_Instruksi Tugas_
Tulis ulang semua baris entri, mulai dari baris yang memuat "[find] the concrete" dan berakhir pada baris terakhir entri, tanpa ada yang dihilangkan. Naikkan setiap angka koordinat pada jawaban sebesar 102.

= = = = = = =

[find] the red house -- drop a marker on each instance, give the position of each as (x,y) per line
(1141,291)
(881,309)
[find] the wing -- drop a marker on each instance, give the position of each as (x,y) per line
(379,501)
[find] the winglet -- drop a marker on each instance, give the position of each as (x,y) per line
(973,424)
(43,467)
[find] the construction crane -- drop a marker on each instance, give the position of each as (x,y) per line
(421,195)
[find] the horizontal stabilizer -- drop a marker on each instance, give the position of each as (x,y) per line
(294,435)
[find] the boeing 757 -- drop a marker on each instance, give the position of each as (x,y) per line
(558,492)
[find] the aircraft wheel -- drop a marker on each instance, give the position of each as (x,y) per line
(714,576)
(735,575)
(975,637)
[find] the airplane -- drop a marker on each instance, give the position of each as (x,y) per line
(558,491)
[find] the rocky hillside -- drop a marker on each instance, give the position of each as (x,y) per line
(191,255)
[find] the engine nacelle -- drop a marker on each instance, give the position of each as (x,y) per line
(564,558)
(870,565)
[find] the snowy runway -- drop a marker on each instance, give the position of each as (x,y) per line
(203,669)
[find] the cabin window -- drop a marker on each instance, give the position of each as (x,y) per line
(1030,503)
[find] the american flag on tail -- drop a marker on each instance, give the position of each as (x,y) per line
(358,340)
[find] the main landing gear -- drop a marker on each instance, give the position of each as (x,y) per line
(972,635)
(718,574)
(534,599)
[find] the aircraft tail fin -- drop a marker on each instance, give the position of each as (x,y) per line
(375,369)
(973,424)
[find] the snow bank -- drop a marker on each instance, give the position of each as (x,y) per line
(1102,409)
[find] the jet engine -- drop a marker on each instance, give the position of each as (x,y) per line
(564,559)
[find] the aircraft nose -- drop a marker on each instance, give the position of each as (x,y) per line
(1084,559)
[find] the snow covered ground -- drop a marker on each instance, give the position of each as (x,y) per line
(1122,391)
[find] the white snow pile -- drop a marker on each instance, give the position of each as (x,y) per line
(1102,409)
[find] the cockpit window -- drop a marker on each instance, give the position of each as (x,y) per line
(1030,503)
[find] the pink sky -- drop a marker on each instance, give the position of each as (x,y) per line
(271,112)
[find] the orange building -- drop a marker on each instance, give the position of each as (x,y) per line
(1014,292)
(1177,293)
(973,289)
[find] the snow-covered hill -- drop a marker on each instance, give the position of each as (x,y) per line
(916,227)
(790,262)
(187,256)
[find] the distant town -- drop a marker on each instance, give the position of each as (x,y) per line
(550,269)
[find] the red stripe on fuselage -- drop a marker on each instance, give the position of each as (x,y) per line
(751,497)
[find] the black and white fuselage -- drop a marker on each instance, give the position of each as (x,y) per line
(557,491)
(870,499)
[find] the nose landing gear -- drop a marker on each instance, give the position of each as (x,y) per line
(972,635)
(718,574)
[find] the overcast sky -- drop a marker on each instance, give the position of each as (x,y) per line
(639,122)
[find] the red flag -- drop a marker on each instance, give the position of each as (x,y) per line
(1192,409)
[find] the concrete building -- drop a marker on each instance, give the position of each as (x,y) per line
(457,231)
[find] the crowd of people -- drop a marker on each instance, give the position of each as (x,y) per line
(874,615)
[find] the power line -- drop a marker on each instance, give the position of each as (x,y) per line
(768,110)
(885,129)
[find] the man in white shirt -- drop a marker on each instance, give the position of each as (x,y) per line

= = = = = = =

_Soal Terselesaikan_
[find] the concrete building -- drop a marker on each instance, give the position of each as (x,y) per line
(559,333)
[find] the crowd of people -- drop a marker on each instance, give the position of each as (x,y) per line
(976,717)
[find] the power line -- drop a marker on each instance, give the position of each as (x,y) per line
(870,212)
(987,231)
[find] the man in white shirt -- drop a marker on each instance, give the position of each as (x,y) per line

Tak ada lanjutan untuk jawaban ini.